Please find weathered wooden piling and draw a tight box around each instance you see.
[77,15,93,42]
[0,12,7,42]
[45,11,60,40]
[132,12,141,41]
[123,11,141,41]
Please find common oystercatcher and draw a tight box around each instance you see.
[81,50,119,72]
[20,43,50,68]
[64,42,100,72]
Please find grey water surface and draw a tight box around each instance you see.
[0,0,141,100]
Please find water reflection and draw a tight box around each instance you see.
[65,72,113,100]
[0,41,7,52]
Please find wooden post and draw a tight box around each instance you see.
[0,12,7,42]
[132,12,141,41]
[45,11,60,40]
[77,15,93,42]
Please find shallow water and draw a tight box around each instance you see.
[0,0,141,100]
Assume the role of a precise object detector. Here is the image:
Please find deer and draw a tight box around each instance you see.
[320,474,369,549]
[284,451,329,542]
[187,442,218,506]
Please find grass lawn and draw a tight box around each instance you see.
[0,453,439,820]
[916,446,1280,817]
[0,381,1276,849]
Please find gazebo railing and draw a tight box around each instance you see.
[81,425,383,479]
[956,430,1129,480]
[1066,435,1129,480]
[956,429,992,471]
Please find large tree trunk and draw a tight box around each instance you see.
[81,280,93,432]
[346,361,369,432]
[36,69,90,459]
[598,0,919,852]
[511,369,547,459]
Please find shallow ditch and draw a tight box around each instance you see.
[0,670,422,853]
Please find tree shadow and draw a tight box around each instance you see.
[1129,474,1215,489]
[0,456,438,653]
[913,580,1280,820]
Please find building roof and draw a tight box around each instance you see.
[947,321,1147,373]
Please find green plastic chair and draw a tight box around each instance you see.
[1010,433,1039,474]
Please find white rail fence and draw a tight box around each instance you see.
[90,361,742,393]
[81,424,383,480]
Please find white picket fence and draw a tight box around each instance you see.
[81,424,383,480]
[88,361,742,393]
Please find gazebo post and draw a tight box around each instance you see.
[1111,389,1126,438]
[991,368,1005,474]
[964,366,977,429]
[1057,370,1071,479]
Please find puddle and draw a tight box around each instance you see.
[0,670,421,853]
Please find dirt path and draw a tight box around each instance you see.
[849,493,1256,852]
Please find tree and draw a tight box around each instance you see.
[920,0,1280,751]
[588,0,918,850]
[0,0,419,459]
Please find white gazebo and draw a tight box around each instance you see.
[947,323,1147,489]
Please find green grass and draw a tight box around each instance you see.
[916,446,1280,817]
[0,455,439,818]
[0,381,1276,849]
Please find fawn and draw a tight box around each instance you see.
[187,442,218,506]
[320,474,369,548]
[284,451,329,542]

> **WORK TO COMPLETE**:
Copy the records word for word, from the very first line down to and including the line that contains "[0,670,421,853]".

> **WRITTEN ANSWER**:
Please find weathered wooden piling and draw a tight box around each instance you see.
[77,15,93,42]
[0,12,7,42]
[45,11,60,40]
[132,12,141,41]
[123,11,141,41]
Please find common oystercatcher and draw a tight box around each instance you see.
[81,50,119,72]
[20,43,50,68]
[64,42,100,72]
Please find grey water surface and draw a tight box around each instance you see.
[0,0,141,100]
Please find water reflection and draw a tight box around each instance you see.
[65,72,113,100]
[0,41,7,52]
Please find wooden post and draw a tight box around each instance you see.
[0,12,7,42]
[132,12,141,41]
[45,11,60,40]
[77,15,93,42]
Please find shallow water and draw a tight box around each instance you see.
[0,0,141,100]
Assume the role of a precise object detector. Here is the image:
Please find deer and draw a tight box around each instance you see.
[320,474,369,549]
[284,451,329,542]
[187,442,218,506]
Please find grass lawn and draw a tight box around each instance you see.
[0,453,439,820]
[916,446,1280,817]
[0,381,1276,849]
Please find gazebo railing and draw a tight box around each instance you see.
[81,425,383,479]
[956,430,1129,480]
[1066,435,1129,480]
[956,429,992,471]
Please find large tree trunk and draw a tight box around each instance you see.
[81,280,93,432]
[346,361,369,432]
[36,69,90,459]
[598,0,919,852]
[511,369,547,459]
Please find shallow ditch and draw a tight box around each instance you see.
[0,670,422,853]
Please find tree shadow and draw a tight box around each instance you see.
[1129,474,1215,489]
[0,456,438,653]
[913,580,1280,820]
Please find building roof and draw a tight box around each instance you see.
[947,321,1147,373]
Please find green plastic chair and draw a tight box around each instance you see.
[1010,433,1039,474]
Please find white rail fence and draw a tight box around each instance you see.
[90,361,742,393]
[81,424,383,480]
Please find white picket fence and draw a tight box around each instance you see.
[81,424,383,480]
[88,361,742,393]
Please find gazebo post and draw a tight box around each instance you see.
[1111,389,1126,438]
[991,368,1005,474]
[964,366,977,429]
[1057,370,1071,479]
Please find puddle and draw a tight box around each instance you see.
[0,670,421,853]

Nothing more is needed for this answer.